▶ Consigne 1
D'après le passage sur la tempête de juillet 1961, devant quel port Concarneau était-il passé pour les apports du mois de juin ?
▶ Consigne 2
Selon le passage sur la tempête de 1961, pourquoi la saison de pêche s'annonçait-elle sous de bons auspices ? Répondez en une à trois phrases.
▶ Consigne 3
Poursuivez le récit de la tempête de juillet 1961 à Concarneau en reprenant à l'endroit où le passage s'arrête.

▶ Passage présenté
::::::::

Bien avant le « réchauffement climatique » l’été réservait des surprises. L’historien concarnois Michel Guéguen raconte la tempête de juillet 1961

Le temps détraqué de ce début d'été est-il vraiment une nouveauté ? Bien longtemps avant que le « réchauffement climatique » ne soit montré du doigt, nous avons connu d'autres mauvaises surprises estivales. Cette tempête imprévue, en pleine campagne de Pêche 1961, en est un exemple mémorable.


L'été commence bien
La saison s'annonçait sous de bons auspices: la pêche au thon dans le Golfe de Gascogne et en Afrique donnait déjà à plein, le sprat était réapparu dans la baie, la criée ne désemplissait pas et son directeur déclarait même que Concarneau était passé devant Lorient, pour les apports du mois de juin. En ville, on inaugurait le Musée de la Pêche au son du bagad de l'amicale laïque et, sur la place, la nouvelle foire-exposition faisait recette. La SNC préparait ses premières régates de dériveurs, !es estivants envahissaient les campings, le long de la plage des Sables-Blancs.

Et puis il y avait eu ce petit tremblement de terre, au début de juillet, qui n'avait occasionné aucun dégât mais avait fait dire: «Si la terre gronde, la mer ne va pas tarder à gronder à son tour !

::::::::

▶ Informations affichées
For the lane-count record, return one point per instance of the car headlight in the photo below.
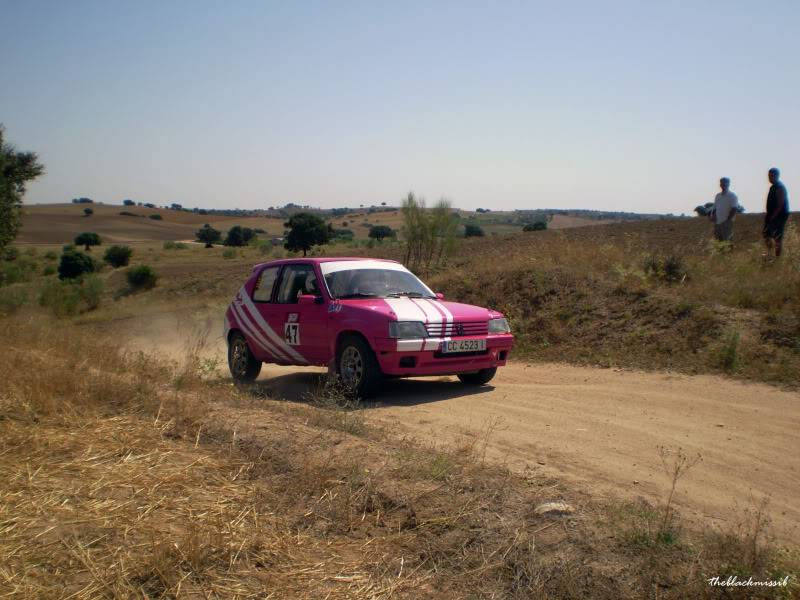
(407, 329)
(499, 326)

::::::::

▶ Résultat obtenu 1
Concarneau était passé devant Lorient.

▶ Résultat obtenu 2
La pêche au thon dans le golfe de Gascogne et en Afrique donnait déjà à plein, et le sprat était réapparu dans la baie. La criée ne désemplissait pas, et son directeur affirmait que Concarneau avait dépassé Lorient pour les apports de juin.

▶ Résultat obtenu 3
La mer se déchaîne
Dès le mardi 11 juillet, les nombreux bateaux en pêche dans le Golfe annoncent par radio un gros temps qui va s'aggravant. Le soir même, Radio-Conquet capte un message du thonier Commandant Levasseur annonçant qu'il vient de recueillir léquipage d'un thonier espagnol désemparé et fait route sur Concarneau.

Les jours suivants, la dépression gagne tout le littoral atlantique. L'Éric-Gérald et l'Amiral-Barjot signalent des dégâts à bord. Le Lapérouse, chahuté par les vagues au large de l'Espagne, voit ses filets arrachés du pont pour aller se prendre dans l'hélice. Toute la flottille rassemblée dans ces parages a dû mettre à la cape (arrêt de la pêche en attendant l'accalmie). On est sans nouvelles de plusieurs unités vendéennes.

A Concarneau, le baromètre descend à 737 mm. Les rafales de pluie et d'embruns mêlés balaient la corniche à près de 100km/h. A Port Manech, au Pouldu, des cabines de bain sont pulvérisées. Sur toute la côte, on regarde anxieusement vers le large... Le 13 au soir, un thonier franchit enfin la digue: le Comandant-Levasseur s'amarre devant la criée. A son bord, 13 marins espagnols recueillis de justesse au coeur de l'ouragan.

Solidarité des gens de mer
Grâce à quelques interprètes, on peut en savoir plus sur les circonstances du drame. II était 5 h du matin, le mercredi 12. Le Padre Mazareno du port de Gijon, qui avait en cale plus de 400 thons, se trouvait à 80 milles de la côte.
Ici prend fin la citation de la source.